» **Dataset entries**
[Start of section]

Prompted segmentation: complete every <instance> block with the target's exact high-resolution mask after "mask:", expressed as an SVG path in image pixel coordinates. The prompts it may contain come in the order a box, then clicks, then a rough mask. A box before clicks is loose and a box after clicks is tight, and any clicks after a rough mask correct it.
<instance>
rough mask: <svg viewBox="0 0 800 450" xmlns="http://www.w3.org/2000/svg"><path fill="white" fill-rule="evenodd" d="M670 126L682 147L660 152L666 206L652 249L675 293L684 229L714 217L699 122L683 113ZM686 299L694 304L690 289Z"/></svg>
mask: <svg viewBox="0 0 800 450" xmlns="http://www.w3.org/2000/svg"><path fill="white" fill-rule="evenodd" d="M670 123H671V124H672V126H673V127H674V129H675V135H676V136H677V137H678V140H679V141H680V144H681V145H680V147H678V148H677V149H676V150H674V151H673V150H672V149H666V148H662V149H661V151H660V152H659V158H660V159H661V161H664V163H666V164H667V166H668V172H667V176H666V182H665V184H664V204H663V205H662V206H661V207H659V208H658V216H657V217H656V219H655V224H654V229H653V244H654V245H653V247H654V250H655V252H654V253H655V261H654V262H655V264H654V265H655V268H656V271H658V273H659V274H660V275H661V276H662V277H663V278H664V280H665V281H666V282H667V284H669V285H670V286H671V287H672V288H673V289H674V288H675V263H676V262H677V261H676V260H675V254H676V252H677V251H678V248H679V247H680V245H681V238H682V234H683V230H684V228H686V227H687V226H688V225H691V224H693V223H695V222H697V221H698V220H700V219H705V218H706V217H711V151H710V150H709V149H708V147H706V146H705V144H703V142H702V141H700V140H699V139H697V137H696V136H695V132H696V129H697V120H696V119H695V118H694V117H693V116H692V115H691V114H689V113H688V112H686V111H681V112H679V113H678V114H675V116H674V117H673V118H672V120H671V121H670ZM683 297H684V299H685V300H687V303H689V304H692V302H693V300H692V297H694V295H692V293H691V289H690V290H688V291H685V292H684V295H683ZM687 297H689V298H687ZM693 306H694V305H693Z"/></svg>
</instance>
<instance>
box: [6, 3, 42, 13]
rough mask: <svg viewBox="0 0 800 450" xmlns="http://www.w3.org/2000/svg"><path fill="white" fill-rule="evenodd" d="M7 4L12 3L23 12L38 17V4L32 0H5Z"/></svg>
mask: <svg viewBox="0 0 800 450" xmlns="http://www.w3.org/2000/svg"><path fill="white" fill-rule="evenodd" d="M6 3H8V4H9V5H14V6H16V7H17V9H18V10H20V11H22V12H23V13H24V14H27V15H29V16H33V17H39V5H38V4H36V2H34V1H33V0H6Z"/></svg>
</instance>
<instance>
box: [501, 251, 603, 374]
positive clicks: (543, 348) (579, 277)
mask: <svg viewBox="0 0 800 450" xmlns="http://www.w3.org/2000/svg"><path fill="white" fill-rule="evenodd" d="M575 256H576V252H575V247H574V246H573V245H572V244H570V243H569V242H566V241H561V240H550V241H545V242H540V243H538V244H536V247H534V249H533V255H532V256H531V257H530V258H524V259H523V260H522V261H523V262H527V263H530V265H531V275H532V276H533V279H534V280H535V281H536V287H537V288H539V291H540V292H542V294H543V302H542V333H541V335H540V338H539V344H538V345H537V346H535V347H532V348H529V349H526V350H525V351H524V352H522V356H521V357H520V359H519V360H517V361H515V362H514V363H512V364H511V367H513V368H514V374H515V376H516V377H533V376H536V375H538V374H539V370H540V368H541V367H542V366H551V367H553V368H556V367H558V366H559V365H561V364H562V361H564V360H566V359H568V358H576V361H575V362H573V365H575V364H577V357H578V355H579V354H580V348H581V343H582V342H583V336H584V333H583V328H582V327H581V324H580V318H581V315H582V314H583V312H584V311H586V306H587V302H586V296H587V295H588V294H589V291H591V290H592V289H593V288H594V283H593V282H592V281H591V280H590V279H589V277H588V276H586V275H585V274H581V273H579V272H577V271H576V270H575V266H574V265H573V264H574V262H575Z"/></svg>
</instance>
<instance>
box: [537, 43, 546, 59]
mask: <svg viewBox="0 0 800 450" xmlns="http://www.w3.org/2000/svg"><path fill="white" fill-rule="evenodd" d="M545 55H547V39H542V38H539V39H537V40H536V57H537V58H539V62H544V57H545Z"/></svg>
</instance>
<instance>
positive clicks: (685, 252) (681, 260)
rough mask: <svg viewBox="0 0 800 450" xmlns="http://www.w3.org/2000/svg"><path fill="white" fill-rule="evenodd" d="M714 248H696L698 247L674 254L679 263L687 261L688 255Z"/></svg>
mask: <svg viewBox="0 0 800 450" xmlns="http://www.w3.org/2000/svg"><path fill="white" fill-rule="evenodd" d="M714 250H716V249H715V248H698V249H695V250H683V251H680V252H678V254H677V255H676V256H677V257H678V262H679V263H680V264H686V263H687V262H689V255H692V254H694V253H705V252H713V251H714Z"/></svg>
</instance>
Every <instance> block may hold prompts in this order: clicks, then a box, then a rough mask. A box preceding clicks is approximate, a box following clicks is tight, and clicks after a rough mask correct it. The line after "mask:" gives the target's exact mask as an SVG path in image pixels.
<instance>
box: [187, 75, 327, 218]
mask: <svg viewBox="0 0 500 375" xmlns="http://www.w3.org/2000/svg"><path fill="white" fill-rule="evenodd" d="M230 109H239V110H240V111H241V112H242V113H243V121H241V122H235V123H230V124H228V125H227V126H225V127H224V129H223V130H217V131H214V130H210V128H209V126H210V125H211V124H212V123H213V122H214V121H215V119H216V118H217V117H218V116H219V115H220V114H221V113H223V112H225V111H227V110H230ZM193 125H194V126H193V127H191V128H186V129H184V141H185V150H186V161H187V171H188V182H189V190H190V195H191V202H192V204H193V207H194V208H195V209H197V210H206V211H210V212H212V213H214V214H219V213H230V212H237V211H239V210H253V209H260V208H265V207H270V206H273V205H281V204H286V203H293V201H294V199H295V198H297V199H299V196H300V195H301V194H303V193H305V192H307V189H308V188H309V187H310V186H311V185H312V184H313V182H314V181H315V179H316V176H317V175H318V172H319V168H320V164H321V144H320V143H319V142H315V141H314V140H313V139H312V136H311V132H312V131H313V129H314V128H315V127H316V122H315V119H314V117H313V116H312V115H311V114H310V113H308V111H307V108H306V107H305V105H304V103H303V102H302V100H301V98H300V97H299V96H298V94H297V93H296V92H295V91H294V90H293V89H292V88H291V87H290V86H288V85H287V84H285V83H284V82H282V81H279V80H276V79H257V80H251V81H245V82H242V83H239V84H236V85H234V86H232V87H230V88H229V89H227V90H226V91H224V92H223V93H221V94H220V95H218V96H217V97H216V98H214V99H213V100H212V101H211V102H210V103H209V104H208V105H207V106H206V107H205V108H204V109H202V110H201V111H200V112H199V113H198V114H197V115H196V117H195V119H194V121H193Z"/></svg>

[End of section]
[Start of section]

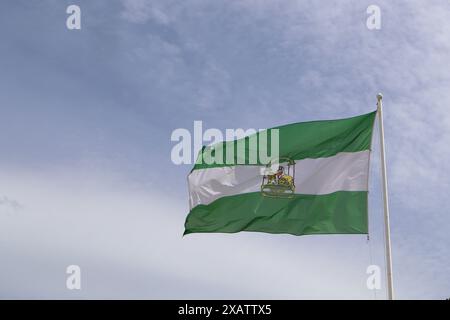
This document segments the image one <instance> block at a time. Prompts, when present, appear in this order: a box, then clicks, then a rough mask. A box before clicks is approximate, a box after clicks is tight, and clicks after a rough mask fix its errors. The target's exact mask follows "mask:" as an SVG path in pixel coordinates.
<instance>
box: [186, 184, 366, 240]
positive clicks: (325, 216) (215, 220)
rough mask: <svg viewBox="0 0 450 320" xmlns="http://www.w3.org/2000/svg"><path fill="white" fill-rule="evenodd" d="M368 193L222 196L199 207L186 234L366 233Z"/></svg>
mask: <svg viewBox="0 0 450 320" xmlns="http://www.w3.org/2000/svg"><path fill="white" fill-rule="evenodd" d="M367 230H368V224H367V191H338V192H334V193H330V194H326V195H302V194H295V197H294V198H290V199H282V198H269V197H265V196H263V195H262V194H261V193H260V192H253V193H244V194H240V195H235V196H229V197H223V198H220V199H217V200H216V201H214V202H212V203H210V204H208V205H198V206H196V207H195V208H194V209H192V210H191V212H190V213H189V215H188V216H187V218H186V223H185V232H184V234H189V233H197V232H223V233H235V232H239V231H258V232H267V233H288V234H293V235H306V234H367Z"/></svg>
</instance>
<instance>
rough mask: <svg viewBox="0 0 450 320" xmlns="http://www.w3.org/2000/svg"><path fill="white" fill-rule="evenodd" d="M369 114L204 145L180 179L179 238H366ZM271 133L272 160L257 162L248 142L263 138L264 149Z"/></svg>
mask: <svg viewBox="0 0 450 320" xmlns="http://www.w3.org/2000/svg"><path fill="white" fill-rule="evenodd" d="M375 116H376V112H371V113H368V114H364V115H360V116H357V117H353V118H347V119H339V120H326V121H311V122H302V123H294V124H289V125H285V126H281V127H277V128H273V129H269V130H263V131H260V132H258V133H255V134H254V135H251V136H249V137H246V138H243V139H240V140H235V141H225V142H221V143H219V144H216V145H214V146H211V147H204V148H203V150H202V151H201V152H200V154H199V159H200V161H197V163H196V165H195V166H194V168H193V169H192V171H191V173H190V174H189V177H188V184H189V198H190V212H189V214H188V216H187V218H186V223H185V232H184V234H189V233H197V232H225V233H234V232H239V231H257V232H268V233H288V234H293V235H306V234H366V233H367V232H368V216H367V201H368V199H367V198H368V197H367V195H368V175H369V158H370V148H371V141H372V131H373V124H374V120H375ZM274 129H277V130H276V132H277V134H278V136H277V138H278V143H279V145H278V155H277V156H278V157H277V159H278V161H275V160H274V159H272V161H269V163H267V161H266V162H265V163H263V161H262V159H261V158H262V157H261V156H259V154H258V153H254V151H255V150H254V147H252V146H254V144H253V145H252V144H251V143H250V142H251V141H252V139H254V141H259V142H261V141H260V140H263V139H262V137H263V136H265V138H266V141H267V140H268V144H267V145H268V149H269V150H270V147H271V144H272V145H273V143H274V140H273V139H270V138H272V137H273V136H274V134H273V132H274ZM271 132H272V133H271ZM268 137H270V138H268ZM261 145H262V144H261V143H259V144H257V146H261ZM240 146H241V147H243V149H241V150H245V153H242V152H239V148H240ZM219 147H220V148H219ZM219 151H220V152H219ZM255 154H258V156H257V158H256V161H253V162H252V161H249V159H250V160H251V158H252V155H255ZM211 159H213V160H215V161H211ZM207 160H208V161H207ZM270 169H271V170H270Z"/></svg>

[End of section]
[Start of section]

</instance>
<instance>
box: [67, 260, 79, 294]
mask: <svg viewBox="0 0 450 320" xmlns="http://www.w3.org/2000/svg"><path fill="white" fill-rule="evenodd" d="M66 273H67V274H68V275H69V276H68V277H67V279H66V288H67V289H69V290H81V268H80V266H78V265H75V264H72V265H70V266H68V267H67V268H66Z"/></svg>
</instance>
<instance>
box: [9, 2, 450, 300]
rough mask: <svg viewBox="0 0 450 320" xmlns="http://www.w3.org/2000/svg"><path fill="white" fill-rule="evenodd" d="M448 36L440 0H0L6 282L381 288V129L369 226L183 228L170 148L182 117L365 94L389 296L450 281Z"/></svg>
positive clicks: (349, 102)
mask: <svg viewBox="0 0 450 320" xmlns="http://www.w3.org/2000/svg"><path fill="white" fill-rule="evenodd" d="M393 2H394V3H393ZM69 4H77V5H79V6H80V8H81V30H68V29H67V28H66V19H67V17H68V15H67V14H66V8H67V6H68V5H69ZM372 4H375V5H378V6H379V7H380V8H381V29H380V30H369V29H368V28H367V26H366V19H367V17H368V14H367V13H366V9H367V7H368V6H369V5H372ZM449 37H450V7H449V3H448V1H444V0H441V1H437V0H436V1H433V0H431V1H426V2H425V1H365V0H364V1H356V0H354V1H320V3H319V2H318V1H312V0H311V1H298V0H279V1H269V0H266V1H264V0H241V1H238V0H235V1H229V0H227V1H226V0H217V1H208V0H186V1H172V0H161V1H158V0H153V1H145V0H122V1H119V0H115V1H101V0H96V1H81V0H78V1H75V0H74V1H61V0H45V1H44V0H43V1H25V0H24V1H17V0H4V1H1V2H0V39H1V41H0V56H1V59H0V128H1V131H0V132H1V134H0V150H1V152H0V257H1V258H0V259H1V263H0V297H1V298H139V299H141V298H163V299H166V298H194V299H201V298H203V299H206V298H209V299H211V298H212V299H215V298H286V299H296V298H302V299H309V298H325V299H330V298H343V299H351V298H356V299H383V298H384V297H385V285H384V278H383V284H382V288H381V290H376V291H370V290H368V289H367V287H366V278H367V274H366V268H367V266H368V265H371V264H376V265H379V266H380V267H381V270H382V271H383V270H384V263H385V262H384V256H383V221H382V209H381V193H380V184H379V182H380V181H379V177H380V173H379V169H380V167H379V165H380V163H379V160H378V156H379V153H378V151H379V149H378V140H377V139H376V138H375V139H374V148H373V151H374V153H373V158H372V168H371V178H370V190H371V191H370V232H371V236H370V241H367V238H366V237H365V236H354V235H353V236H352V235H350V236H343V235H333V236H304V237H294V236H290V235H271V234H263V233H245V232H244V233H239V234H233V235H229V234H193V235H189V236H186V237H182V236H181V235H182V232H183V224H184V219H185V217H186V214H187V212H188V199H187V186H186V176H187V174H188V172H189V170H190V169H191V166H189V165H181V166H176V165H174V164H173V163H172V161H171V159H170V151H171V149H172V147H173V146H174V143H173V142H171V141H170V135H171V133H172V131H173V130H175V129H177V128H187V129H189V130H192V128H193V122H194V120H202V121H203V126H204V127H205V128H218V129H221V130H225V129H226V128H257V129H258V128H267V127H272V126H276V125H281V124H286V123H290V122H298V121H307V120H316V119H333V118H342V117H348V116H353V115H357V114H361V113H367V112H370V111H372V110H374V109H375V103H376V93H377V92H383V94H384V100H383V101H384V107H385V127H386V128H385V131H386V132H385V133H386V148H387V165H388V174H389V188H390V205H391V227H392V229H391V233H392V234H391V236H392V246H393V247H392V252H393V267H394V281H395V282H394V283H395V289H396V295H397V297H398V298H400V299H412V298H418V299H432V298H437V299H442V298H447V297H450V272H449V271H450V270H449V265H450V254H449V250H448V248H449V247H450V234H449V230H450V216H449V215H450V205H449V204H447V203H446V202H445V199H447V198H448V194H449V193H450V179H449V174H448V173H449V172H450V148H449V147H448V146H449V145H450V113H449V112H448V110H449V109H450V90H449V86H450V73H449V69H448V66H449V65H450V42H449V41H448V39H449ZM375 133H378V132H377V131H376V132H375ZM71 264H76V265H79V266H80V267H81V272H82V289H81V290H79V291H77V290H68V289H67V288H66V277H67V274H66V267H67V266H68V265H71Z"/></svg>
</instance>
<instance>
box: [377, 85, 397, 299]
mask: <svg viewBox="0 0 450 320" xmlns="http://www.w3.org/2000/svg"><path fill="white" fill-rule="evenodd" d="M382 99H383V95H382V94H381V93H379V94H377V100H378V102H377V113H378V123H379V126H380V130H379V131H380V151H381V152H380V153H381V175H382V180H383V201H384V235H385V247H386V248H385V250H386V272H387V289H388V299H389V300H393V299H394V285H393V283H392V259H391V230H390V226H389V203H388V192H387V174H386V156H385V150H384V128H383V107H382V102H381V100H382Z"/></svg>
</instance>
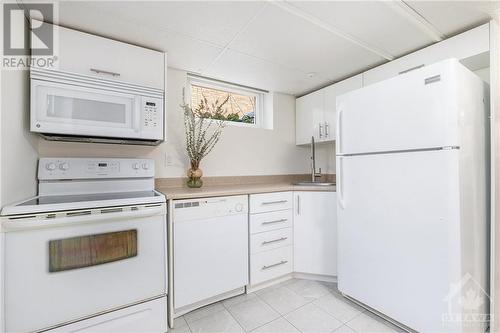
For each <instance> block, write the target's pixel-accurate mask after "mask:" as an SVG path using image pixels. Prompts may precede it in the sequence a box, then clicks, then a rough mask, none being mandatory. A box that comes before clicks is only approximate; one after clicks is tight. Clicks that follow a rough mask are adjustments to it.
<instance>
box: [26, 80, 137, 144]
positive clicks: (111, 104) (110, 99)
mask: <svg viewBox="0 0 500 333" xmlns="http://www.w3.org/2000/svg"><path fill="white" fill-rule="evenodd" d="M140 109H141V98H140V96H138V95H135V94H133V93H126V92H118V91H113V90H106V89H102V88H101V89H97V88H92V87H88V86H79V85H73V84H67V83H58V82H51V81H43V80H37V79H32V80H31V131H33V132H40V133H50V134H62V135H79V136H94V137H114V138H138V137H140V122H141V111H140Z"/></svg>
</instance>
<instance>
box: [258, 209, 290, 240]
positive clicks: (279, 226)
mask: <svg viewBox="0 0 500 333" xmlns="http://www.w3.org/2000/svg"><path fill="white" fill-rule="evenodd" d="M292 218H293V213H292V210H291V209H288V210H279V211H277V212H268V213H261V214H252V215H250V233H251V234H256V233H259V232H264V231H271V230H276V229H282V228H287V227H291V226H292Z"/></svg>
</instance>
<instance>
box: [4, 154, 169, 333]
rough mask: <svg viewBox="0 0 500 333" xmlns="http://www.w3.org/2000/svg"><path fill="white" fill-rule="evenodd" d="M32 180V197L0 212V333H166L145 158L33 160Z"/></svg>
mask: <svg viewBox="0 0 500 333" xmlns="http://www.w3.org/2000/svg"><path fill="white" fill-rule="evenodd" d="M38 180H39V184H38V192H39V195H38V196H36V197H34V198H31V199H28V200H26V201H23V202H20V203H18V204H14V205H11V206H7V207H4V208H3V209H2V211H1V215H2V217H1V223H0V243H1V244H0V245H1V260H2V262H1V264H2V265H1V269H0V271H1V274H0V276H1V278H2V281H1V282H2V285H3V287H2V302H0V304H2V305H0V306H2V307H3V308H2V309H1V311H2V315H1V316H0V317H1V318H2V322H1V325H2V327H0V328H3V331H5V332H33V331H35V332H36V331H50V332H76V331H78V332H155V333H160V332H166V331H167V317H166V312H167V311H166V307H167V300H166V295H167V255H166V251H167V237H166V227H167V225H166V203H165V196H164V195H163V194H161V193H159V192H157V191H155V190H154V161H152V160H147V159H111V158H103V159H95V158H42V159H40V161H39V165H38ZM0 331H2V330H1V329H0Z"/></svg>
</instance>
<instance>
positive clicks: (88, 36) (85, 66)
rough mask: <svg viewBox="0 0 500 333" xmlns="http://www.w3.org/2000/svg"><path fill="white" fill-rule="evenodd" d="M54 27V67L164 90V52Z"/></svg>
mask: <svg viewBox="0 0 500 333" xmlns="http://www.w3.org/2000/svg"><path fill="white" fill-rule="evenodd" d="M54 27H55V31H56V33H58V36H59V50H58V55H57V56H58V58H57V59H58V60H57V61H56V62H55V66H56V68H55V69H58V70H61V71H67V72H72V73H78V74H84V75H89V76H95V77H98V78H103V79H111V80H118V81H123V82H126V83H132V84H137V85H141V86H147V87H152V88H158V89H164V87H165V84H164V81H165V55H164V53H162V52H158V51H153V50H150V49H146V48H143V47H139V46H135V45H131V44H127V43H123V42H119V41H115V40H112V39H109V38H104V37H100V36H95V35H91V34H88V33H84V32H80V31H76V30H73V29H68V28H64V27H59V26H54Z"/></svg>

[End of section]

» **What this task involves**
If a line in the records above has the word "image", copy it out.

» **Written solution**
Prompted segmentation: complete every <instance> block with the target's exact high-resolution mask after "mask:", expressed as an SVG path in image pixel coordinates. The prompts it may contain come in the order a box, then clicks, then a rough mask. A box before clicks is loose and a box after clicks is tight, and any clicks after a rough mask correct it.
Every <instance> block may hold prompts in this order: clicks, then a box, then a rough mask. A box preceding clicks is approximate, a box following clicks is tight, and clicks after a rough mask correct it. The line after "mask:" gives the target's exact mask as an SVG path in image pixels.
This document segments the image one <instance> block at a time. Prompts, when present, appear in this order: a box, then clicks, then a rough mask. A box before clicks is approximate, a box after clicks is tight, and clicks after a rough mask fix its errors. The target's exact mask follows "mask:" as an SVG path in pixel coordinates.
For each <instance> block, write the target's pixel-accurate mask after "mask:" as an SVG path using image pixels. Prompts may precede it in the sequence a box, then clicks, then a rough mask, none being mandatory. A box that comes before clicks is only approximate; one after clicks is tight. Clicks that follow a rough mask are adjustments to it.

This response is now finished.